Count the lines in the material below that contain the word "exercise", and reply with only that number. Only matches with the same capitalization count.

(Listed records):
####
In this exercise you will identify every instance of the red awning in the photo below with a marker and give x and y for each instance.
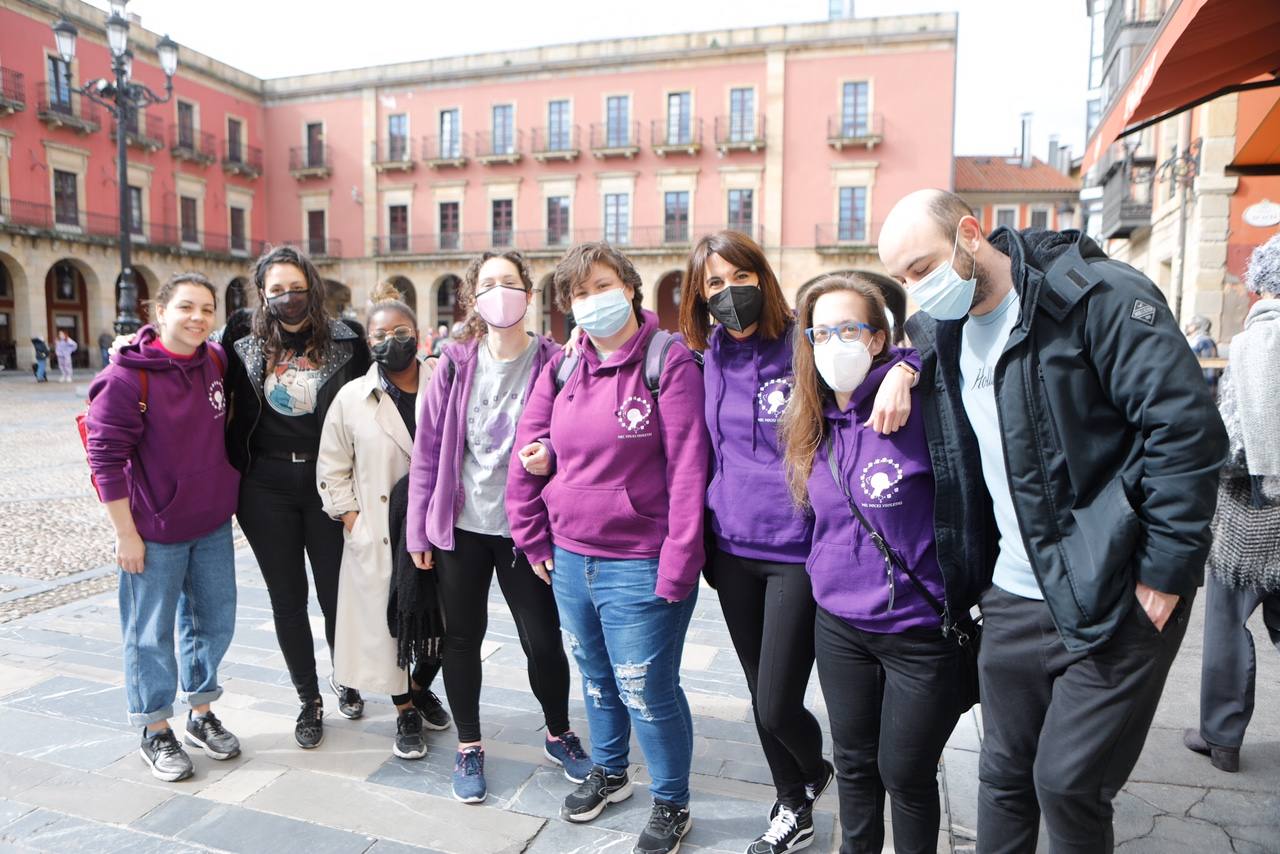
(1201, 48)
####
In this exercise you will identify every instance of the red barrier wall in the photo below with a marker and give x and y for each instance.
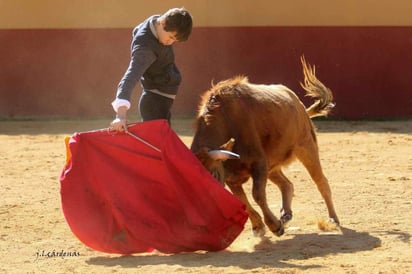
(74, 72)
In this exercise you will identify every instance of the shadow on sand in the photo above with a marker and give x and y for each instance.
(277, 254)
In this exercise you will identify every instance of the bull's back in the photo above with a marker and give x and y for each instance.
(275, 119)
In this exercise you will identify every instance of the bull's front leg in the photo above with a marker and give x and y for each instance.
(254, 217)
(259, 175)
####
(Written response):
5